Task list:
1 - List every phrase that the climate interview sets inside single quotation marks.
2 - Carry the climate interview forward from its final sentence.

Text section:
=====

I think the topics have shifted over the course of the three years I’ve done it. I started talking about mitigation and being like ‘Here’s what net zero means’, ‘Here’s how we can get to net zero’, and while that is still at the front of our mind and very important, I’ve sort of moved on to thinking, ‘OK climate change is here, how do we adapt.’ Climate adaptation, particularly in the built environment, is flying under the radar quite a lot. People talk about things like overheating, but I think [there are] profound changes that we need to do to adapt.
[I hope] to share more about transformative climate responses, such as urban rewilding, or sustainable co-housing—alternative methods of doing things that step outside the developer profit-seeking model.
“I hope that then inspires other people to see what other possibilities are out there, and then hopefully those possibilities can be implemented.”
What is your favorite part of your day job and the podcast?
I’m always learning and I’m always getting a chance to learn from people. When I run training events in my day job, I’m often bringing in the best speakers to talk about something they’re quite expert in and I get to sit there in the audience and learn from them for that moment as well. I think also getting feedback from people who come and say that was really helpful…That’s the gratification of being in an educational role.

=====

Information supplied:

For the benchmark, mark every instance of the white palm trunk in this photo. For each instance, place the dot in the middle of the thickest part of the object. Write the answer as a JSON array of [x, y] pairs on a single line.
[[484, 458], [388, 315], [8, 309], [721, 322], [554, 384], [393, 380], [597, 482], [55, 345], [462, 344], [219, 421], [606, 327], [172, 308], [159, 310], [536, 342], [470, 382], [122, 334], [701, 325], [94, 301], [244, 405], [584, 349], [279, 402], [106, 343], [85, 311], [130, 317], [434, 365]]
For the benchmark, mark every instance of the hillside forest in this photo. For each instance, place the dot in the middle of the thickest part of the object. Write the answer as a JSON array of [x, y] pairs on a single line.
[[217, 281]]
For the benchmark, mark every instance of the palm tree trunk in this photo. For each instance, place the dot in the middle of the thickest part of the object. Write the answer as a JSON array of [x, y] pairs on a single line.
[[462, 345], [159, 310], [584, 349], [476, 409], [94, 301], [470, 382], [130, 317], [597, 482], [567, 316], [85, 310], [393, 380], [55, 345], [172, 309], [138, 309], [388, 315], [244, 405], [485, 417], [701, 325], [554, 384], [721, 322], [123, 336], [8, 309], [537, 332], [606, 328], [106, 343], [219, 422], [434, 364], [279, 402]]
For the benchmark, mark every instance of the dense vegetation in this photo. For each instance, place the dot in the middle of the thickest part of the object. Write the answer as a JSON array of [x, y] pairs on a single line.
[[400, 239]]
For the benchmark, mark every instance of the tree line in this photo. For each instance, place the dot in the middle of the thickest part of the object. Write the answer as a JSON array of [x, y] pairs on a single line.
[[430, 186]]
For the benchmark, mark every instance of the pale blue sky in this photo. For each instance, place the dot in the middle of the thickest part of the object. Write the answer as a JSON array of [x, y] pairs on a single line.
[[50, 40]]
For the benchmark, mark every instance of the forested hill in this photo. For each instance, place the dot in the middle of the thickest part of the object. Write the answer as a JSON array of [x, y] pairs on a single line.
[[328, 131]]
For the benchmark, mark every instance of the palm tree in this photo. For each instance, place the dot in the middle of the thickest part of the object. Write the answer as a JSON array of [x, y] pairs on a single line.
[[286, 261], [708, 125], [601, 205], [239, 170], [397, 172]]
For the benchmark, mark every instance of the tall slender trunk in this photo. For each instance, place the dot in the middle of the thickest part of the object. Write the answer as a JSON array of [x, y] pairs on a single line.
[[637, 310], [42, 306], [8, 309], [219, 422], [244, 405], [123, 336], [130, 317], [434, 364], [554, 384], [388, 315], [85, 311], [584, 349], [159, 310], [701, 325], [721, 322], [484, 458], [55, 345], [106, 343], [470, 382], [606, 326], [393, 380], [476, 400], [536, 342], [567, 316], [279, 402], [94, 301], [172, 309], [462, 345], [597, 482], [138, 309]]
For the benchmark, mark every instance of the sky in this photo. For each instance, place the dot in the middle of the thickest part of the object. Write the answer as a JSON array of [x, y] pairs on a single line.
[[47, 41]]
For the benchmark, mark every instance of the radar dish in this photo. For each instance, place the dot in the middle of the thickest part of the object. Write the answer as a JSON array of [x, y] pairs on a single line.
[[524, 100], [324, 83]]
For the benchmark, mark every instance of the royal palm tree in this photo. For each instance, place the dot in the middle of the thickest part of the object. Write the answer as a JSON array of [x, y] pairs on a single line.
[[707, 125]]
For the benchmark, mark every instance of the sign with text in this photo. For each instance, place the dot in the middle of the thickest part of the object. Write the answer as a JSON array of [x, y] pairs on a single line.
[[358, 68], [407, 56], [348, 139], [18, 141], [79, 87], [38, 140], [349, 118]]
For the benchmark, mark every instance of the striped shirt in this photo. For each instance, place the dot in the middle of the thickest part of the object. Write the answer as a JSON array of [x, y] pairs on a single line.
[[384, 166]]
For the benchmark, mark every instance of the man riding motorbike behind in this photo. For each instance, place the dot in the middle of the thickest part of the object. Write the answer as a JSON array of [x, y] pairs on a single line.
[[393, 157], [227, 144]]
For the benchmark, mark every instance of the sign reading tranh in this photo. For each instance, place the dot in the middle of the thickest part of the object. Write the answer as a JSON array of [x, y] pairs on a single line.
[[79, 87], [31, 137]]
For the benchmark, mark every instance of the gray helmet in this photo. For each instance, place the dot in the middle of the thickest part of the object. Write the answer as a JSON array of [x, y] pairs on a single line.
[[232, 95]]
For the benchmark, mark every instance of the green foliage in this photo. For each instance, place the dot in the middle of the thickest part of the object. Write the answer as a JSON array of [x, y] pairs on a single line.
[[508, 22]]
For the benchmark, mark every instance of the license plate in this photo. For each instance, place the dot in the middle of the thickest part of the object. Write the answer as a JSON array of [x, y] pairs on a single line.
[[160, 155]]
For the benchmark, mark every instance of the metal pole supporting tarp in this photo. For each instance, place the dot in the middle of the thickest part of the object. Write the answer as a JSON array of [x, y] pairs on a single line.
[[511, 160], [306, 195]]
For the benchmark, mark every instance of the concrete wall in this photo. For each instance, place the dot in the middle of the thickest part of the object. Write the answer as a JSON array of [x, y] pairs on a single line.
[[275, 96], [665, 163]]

=====

Answers by item number:
1 -
- Here’s what net zero means
- Here’s how we can get to net zero
- OK climate change is here, how do we adapt.

2 -
I think with my podcast, my perspective has changed so much over the last three years just from all the people I’ve been able to talk to. I think that thing of like keeping an open mind and being open to saying like, “Whoa, like, you know, the way I saw the world is a bit different and actually I’m gonna sort of move forward with a different perspective on this.
What do your coworkers think about the podcast? Is it kind of a double life, are you pulling a Hannah Montana situation, or are they interested and involved?
I think it helped me get this job actually, because I was doing the podcast for about a year before I decided to change from my consulting job and then I decided to try something else. It’s actually been really useful because I have a lot of contacts that I can call on from the podcast to come and do events in my day job that I’m running… So, it’s definitely not a double life and I’m lucky in a sense that my employer and my colleagues have been very supportive of it because it has so many parallels and it supports the day job. I don’t think they worry that I’m getting distracted by it.
Would be what advice do you have for undergrads, grads and early career professionals interested in your day job…or starting a podcast?
[Regarding a podcast], I think the answer is to say just do it and you learn by doing it and start by recording a couple of episodes, and if you think they’re awful, you don’t have to publish them. The only way you get good at something is by doing it…like you need to get started scripting or interviewing people or just chatting with your friend with the microphones and that that will make it much easier over time.
I would honestly say that even if nobody listens to your podcast, it’s still worth doing because it’s really enjoyable, it’s really good fun and you’ll probably learn a lot doing it and you’ll learn skills that can then be transferred and that kind of thing.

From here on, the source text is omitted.